▸ **Point labels for objects**
>>

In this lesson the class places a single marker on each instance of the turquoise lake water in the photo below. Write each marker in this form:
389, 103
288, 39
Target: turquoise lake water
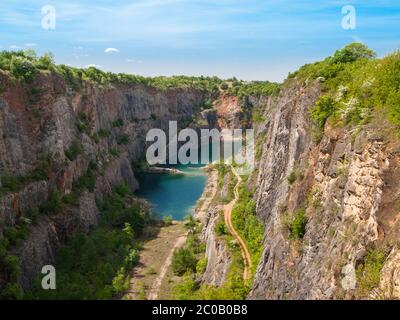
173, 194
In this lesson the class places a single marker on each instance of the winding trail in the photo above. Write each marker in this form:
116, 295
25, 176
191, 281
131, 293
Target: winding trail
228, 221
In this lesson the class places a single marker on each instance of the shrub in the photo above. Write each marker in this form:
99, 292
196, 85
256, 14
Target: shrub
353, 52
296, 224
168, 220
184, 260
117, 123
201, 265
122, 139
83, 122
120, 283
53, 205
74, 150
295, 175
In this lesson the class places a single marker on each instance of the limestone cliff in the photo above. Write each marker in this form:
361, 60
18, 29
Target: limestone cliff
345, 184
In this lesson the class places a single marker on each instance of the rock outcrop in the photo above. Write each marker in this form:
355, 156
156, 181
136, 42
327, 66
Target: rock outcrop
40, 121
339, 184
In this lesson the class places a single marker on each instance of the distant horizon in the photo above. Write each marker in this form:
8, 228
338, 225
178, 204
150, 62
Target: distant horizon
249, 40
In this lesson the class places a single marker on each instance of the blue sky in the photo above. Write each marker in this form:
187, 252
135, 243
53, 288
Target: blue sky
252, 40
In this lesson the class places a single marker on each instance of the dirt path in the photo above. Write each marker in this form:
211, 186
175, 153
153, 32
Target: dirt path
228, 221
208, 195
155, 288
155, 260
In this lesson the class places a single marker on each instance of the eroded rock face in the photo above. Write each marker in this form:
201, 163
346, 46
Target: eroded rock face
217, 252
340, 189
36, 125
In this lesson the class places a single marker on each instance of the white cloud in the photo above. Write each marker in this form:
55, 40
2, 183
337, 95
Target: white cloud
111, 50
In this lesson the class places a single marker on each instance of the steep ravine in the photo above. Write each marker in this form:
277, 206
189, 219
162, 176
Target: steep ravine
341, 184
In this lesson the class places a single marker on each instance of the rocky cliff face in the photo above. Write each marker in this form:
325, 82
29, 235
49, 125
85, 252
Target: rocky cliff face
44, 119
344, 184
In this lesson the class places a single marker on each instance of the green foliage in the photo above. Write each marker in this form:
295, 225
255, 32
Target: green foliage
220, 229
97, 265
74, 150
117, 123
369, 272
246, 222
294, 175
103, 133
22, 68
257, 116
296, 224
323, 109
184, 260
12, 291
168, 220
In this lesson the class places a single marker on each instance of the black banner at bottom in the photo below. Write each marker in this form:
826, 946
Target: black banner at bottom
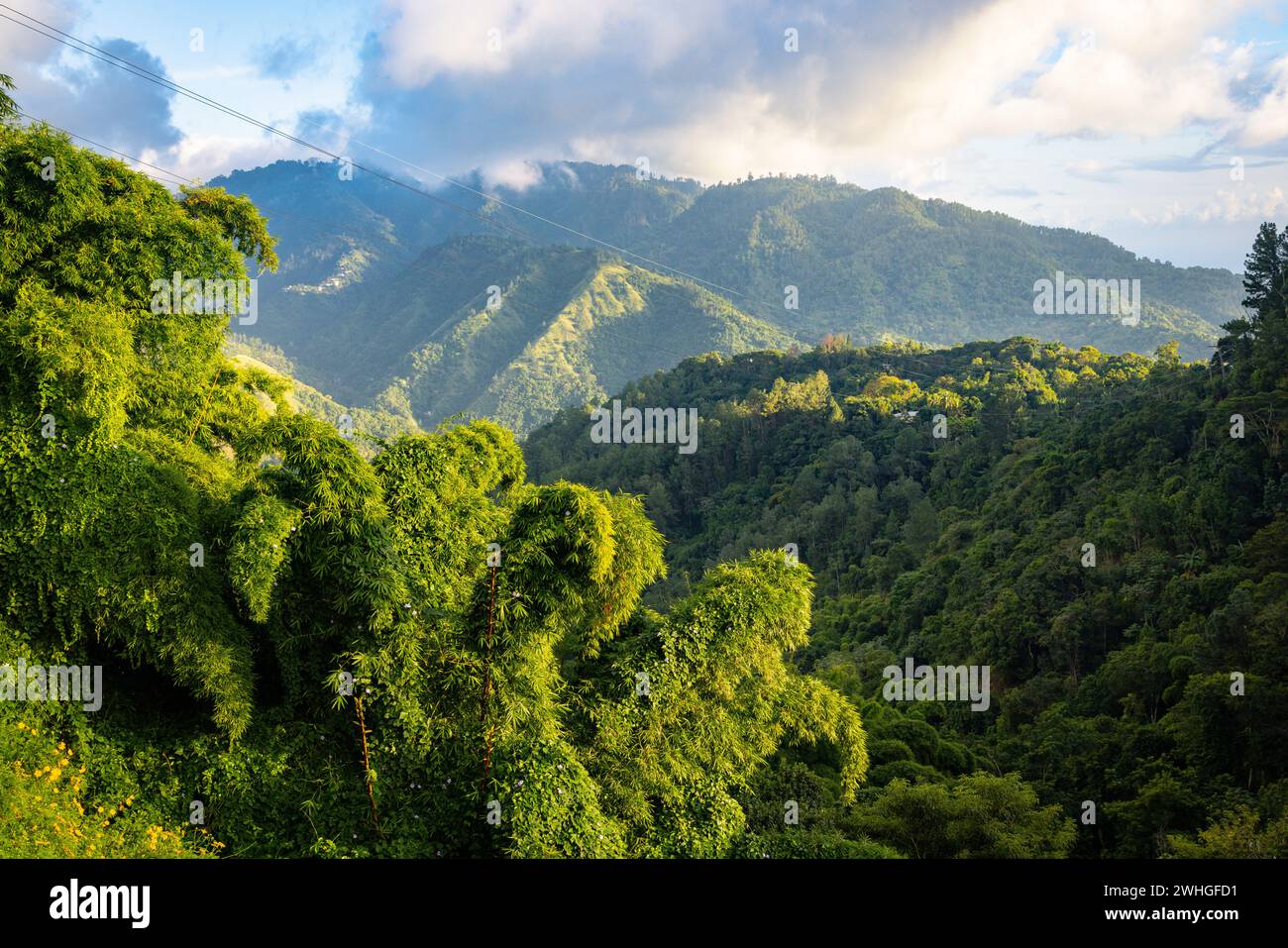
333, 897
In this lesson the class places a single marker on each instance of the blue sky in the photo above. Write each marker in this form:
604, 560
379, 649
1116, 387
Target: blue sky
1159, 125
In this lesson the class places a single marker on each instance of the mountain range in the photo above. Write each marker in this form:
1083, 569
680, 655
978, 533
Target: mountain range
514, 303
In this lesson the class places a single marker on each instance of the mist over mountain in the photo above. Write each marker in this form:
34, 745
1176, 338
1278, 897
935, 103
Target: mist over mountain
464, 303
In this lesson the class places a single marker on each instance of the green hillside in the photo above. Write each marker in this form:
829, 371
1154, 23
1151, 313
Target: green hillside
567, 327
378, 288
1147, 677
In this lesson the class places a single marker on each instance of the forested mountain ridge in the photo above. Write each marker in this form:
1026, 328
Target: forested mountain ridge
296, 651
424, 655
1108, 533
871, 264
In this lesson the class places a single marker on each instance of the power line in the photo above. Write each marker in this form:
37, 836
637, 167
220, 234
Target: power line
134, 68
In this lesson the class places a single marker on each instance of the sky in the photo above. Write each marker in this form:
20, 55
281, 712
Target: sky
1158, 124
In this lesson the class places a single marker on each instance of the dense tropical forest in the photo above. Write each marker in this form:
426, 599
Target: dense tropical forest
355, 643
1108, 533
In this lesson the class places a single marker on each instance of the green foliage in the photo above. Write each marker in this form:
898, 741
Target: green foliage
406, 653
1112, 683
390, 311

<<
>>

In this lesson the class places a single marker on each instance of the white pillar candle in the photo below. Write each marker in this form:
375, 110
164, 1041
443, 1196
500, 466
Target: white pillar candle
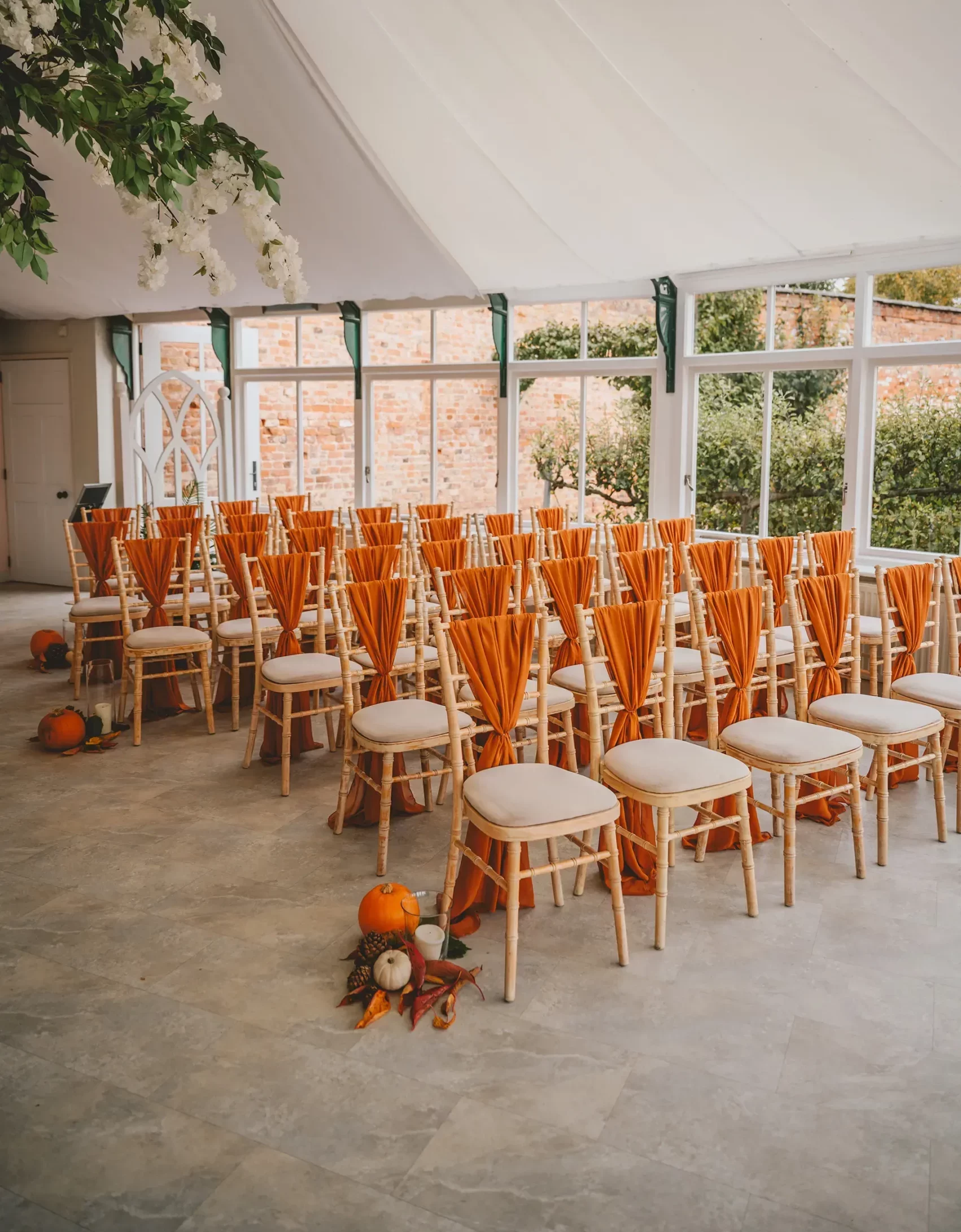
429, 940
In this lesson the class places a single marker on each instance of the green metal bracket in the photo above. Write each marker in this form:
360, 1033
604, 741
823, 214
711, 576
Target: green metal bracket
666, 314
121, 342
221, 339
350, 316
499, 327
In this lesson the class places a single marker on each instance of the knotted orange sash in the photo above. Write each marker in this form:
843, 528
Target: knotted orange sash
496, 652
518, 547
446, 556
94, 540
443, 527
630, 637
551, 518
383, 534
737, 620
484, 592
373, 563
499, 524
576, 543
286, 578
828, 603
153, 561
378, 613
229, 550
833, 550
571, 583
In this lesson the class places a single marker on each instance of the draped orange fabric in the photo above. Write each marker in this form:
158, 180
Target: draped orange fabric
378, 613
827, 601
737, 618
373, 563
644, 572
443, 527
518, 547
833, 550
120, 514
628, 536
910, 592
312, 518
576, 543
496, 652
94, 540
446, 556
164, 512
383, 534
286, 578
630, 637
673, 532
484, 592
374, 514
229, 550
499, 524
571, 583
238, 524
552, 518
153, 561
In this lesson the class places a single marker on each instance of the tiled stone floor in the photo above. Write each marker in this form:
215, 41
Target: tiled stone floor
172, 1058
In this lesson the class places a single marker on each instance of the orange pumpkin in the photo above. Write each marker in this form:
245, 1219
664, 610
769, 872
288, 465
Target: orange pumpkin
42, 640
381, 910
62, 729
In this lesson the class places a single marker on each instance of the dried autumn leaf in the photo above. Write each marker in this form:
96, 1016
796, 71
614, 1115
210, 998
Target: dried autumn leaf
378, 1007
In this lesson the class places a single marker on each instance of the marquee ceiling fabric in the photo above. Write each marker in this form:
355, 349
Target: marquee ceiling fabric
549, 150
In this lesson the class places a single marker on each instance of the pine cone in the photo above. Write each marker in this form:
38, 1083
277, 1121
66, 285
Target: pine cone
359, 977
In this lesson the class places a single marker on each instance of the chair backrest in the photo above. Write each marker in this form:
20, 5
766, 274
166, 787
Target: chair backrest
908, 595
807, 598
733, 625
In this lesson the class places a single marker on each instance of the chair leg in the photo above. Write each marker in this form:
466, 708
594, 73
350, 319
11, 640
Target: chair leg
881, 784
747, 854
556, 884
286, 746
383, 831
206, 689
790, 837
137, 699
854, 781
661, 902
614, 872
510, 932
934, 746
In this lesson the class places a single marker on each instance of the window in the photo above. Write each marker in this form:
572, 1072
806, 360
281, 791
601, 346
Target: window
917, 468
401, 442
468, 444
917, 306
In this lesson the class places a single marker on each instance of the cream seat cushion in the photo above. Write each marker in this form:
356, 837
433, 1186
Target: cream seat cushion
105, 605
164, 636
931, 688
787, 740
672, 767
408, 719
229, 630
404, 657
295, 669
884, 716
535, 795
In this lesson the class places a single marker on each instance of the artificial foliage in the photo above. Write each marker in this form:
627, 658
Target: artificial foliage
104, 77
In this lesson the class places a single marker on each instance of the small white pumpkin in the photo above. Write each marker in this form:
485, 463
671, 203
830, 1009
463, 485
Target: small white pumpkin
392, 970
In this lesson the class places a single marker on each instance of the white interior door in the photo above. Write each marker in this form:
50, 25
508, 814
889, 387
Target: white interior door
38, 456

<<

▸ **Goal of the exercise**
Return each line of the records above that contains the string "window", copied unchanged. Case counts.

▸ **Expected answer**
In this lesson the class places a single marker on each instance of the window in the photo above. Write each marker in this form:
Target: window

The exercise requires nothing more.